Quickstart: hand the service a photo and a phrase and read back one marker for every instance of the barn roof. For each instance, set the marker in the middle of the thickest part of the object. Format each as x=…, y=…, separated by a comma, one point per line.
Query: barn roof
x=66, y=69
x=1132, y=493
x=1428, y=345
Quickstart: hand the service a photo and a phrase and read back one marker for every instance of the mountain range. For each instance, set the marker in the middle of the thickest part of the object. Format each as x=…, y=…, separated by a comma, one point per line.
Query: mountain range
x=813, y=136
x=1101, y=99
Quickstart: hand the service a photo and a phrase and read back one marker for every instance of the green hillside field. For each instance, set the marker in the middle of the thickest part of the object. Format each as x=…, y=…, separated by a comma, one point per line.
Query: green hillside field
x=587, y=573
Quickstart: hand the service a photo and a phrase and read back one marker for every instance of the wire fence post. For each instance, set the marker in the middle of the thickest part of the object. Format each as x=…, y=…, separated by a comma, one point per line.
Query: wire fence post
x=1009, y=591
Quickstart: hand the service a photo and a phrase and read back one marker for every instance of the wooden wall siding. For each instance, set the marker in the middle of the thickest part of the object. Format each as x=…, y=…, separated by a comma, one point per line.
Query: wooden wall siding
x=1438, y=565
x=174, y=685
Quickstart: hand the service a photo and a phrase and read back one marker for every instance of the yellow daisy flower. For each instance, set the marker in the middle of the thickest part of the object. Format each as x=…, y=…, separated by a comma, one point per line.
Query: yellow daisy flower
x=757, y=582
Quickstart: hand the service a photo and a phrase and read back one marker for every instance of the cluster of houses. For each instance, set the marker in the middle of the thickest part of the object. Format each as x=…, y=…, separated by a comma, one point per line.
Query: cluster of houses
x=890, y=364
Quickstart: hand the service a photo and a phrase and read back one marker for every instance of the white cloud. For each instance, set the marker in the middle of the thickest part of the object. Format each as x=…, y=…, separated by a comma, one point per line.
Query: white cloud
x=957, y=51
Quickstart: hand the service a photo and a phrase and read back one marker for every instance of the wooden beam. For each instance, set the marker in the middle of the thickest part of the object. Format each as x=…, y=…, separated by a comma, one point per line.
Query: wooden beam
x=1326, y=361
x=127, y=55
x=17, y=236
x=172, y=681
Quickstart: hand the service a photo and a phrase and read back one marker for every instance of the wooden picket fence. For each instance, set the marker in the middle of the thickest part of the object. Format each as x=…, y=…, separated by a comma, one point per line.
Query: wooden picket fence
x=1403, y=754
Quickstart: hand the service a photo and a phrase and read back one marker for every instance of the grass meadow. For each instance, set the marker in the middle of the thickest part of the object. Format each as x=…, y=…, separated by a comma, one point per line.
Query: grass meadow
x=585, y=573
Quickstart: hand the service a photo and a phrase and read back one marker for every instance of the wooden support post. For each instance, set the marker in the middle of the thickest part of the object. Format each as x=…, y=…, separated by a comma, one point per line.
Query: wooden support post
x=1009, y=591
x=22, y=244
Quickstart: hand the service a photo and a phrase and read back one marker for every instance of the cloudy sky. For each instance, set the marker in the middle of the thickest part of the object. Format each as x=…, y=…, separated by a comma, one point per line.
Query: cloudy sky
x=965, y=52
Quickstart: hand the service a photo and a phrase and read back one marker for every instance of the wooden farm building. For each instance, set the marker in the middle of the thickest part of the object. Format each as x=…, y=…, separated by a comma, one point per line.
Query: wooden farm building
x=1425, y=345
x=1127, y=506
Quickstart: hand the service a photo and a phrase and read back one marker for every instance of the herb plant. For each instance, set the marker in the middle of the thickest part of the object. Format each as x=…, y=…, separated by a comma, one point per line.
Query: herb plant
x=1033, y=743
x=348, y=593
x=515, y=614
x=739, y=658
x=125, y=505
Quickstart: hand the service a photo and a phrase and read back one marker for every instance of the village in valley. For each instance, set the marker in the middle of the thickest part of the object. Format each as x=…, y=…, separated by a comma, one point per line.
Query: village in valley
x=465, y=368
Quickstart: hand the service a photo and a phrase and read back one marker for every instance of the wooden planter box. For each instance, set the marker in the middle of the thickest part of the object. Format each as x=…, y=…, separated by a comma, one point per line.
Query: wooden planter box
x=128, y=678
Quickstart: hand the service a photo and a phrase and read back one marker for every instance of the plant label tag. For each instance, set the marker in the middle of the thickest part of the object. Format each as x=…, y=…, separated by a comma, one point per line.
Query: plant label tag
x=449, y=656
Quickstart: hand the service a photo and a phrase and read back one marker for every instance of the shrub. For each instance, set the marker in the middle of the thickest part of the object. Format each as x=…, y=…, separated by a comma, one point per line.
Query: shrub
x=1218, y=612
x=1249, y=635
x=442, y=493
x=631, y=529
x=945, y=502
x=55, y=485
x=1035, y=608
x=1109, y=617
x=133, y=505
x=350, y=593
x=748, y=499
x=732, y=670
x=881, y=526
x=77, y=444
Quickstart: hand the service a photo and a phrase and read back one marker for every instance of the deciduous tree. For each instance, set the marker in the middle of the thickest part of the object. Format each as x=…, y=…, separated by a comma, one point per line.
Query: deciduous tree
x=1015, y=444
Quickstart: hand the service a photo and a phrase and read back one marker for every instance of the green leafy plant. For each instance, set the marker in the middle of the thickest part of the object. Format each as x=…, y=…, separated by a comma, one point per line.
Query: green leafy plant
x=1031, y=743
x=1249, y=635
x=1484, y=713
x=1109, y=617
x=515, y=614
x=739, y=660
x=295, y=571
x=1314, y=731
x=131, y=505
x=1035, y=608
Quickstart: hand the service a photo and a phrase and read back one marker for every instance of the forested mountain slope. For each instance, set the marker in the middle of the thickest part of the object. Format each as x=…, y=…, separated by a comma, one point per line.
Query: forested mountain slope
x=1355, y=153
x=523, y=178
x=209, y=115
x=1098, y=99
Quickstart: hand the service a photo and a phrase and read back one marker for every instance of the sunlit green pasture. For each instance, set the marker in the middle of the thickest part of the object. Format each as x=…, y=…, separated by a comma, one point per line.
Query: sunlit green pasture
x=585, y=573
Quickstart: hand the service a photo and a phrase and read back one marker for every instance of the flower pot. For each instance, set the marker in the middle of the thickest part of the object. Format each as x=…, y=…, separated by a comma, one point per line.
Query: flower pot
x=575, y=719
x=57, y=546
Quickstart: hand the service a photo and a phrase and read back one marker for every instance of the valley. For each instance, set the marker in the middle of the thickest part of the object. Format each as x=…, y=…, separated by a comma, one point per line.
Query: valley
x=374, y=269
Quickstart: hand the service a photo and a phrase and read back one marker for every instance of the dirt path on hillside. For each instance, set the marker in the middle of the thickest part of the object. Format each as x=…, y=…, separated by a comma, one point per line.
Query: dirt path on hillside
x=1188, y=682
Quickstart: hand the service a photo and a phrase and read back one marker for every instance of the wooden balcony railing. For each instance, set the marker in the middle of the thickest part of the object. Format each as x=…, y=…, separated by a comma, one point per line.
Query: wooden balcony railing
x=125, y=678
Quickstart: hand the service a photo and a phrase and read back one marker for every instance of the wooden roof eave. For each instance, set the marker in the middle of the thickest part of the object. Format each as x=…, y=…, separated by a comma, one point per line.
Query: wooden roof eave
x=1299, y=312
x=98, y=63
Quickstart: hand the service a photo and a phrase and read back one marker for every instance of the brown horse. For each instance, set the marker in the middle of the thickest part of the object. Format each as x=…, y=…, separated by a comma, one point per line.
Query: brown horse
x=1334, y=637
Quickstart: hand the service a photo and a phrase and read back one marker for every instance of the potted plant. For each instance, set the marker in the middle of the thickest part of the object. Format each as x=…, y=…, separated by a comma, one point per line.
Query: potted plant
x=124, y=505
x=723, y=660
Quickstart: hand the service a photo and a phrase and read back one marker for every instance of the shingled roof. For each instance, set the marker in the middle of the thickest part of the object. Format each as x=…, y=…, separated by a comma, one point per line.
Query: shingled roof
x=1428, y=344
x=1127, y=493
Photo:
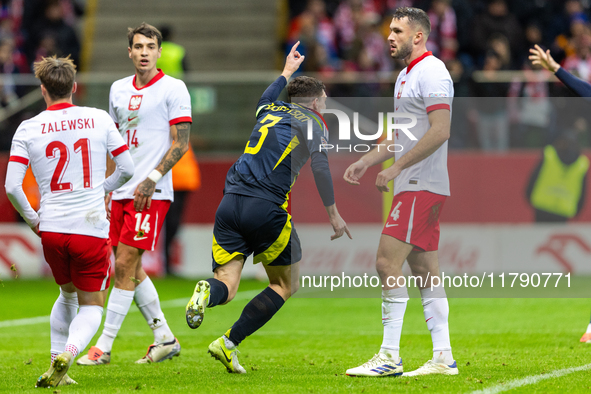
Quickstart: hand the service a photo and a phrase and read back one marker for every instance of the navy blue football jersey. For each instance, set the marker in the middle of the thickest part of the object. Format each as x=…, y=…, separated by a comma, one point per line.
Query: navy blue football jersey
x=277, y=149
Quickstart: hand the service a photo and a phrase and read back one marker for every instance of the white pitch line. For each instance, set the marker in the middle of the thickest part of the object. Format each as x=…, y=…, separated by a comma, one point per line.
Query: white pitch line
x=533, y=379
x=243, y=295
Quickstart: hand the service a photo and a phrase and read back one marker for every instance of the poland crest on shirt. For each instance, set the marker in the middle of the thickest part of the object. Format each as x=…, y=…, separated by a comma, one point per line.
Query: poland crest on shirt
x=144, y=116
x=422, y=87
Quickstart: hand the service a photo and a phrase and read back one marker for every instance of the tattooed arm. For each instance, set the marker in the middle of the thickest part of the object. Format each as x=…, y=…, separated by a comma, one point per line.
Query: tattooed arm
x=180, y=135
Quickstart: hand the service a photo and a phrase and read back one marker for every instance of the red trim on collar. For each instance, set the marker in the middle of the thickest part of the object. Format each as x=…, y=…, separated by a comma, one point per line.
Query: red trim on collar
x=156, y=78
x=57, y=107
x=418, y=59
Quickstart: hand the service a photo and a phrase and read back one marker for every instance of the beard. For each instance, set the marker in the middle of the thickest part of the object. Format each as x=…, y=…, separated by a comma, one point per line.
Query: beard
x=403, y=50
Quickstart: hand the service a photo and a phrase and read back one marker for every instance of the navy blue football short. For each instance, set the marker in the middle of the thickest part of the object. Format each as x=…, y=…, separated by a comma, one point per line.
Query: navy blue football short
x=246, y=225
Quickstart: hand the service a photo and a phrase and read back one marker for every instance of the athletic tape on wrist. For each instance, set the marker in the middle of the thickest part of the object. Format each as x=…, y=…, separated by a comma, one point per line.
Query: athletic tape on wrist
x=155, y=176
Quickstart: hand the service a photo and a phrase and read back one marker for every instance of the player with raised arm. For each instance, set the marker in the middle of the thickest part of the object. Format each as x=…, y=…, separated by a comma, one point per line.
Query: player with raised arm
x=153, y=114
x=578, y=86
x=252, y=216
x=424, y=89
x=67, y=147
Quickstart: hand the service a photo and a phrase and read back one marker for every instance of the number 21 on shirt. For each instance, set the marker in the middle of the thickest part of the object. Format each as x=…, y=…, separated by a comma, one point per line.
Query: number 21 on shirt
x=58, y=148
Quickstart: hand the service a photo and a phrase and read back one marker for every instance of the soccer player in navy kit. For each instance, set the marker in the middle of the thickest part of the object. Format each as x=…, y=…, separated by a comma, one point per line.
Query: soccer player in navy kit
x=252, y=217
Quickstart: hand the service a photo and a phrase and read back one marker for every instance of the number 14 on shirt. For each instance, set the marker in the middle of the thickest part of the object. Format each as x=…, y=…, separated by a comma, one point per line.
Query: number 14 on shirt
x=131, y=138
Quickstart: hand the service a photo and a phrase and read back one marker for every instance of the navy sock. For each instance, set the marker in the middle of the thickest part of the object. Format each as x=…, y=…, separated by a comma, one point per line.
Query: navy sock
x=218, y=293
x=255, y=314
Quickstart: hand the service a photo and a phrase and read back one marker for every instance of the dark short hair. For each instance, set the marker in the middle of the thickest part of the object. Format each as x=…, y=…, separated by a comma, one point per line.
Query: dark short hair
x=415, y=16
x=145, y=30
x=304, y=87
x=57, y=75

▶ _EXERCISE DESCRIPTION_: Every line from the one containing "of the dark" through the final line of the data above is to be restated word for word, and nothing more.

▶ _SOLVED EXERCISE_:
Quickstart: hand the service a photo and a phrase and read back one marker for every instance of the dark short hair. For each instance, set the marker in the middle of the thickest part of the object. Format each as x=…, y=…, separated by a comma, one point per line.
Query: dark short hair
x=415, y=16
x=145, y=30
x=304, y=87
x=57, y=75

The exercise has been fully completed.